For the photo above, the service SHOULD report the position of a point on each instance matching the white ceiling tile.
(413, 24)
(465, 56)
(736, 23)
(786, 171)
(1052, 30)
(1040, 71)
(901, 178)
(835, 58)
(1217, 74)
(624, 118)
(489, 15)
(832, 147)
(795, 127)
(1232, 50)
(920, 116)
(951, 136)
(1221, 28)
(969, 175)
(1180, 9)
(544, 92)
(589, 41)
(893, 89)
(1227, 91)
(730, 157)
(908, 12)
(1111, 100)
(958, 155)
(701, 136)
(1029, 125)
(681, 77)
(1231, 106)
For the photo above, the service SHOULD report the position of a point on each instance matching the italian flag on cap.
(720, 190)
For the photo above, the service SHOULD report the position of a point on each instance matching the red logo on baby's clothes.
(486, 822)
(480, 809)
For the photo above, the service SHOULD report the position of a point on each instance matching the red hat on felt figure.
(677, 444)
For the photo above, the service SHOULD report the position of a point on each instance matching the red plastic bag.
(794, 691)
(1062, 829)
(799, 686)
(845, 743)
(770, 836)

DETALHES DA TAREFA ▸
Reproduza todo o material acima, linha por linha, sem alterar nenhum caractere.

RESULTADO DO EXERCÍCIO ▸
For the photo above, the service SHOULD report the position of a point on each instance matching the white ceiling tile.
(413, 24)
(465, 56)
(736, 23)
(786, 171)
(1052, 30)
(1040, 71)
(901, 178)
(835, 58)
(1217, 74)
(624, 118)
(489, 15)
(832, 147)
(795, 127)
(1232, 50)
(920, 116)
(951, 136)
(1221, 28)
(969, 175)
(1180, 9)
(544, 92)
(589, 41)
(893, 89)
(1227, 91)
(730, 157)
(908, 12)
(1111, 100)
(958, 155)
(701, 136)
(1029, 125)
(681, 77)
(1231, 106)
For the photo above, the service SHOULD report the position of a point on each instance matching the italian flag on cap.
(720, 190)
For the photo above, the service SHOULD report the position of a point on each instance matching the red logo on baby's clothes.
(486, 822)
(480, 809)
For the photo above, the service SHOULD report the position of a point on each instance matching the red hat on felt figure.
(677, 444)
For the photo above, the service SHOULD report the position of a point on each instance matching the red plastic bag.
(794, 691)
(1062, 829)
(799, 686)
(845, 743)
(770, 836)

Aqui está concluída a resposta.